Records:
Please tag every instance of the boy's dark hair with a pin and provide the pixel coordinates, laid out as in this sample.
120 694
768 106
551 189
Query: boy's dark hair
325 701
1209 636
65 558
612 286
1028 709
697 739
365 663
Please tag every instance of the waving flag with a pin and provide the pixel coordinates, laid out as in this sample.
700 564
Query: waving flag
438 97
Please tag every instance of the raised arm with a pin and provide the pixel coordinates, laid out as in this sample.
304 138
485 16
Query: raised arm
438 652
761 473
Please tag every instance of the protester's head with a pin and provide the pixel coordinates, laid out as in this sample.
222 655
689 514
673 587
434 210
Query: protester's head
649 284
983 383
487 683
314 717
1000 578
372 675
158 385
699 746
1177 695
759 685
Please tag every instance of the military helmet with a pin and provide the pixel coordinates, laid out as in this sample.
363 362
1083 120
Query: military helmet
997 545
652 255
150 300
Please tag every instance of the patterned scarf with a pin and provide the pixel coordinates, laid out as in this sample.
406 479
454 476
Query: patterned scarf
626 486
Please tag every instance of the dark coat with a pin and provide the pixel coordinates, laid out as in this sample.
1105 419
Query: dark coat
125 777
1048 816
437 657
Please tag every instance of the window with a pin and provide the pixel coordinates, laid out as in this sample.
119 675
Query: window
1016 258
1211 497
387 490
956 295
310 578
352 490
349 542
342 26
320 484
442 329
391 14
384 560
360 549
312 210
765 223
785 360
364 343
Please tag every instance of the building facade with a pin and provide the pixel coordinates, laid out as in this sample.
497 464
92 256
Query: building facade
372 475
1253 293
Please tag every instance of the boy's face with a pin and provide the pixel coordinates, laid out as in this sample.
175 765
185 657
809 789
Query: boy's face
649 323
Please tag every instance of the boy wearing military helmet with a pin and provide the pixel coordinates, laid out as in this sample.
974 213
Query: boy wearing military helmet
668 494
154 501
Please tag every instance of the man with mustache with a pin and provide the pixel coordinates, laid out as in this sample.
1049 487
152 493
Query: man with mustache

§ **Problem to work on**
Your task is to transcribe the material exactly.

§ **Solution**
Please tag every instance of the boy's dark hair with a pin and provide the pixel coordinates, laid out as in this sample.
120 694
768 106
551 189
Query: boy's dark hair
325 701
1209 636
65 558
612 286
1028 709
697 739
365 663
Please tag every instance of the waving flag with a pin and provide the pixel coordinates, laid out as in this sample.
700 564
Query: waving flag
438 97
Please tag every instance of the raised arm with a pin and provide the pixel coordinates, laid out as in this sample.
304 138
485 16
Query: raised arm
438 652
761 473
Please tag every instance of the protester's head with a pin and provide the pixel coordinates, laid out as in this sample.
222 655
689 514
673 587
434 210
Query: protester's head
649 284
983 383
487 683
314 717
1000 578
372 675
158 385
699 746
1177 695
759 685
Please tag every instance of the military helmet with a pin and provide the pixel coordinates, laid out as in this sample.
363 362
1083 120
Query: military helmet
997 545
652 255
150 300
Please tag every instance of the patterned scarf with a pin and provide the pixel coordinates, laid out as in this sample.
406 479
454 476
Query: patterned scarf
626 486
Please tag every instance of the dark coat with a pin and provide the pixel coordinates, laid out as in this sample.
1105 419
Query: dark coat
125 777
1048 816
437 657
Please tag every instance of the window with a pin and provide the pixel coordinates, laid out as in this sample.
119 675
Query: window
1016 258
1211 497
387 490
956 295
310 578
352 490
349 542
342 26
320 484
442 329
391 14
384 560
360 549
312 210
765 223
785 360
364 343
Please tag every instance of the building facade with a pin and provide the pixel coordinates, laid out as in this sample.
497 464
92 256
Query: building facade
372 475
1253 293
Please tag every instance of the boy's face with a pin and provide the pixel coordinates, laid out as in this sample.
175 765
185 657
809 789
Query: boy's face
649 323
Please tag every instance of the boy wearing military helmet with a pin and provide the pixel coordinates, laid out as in this sample.
974 213
Query: boy wearing military helmet
668 494
154 501
Please tag every instance of the man with mustache with a pin and provide the pixel coordinates, laid out as in this sample.
1049 487
152 493
Query: man with mustache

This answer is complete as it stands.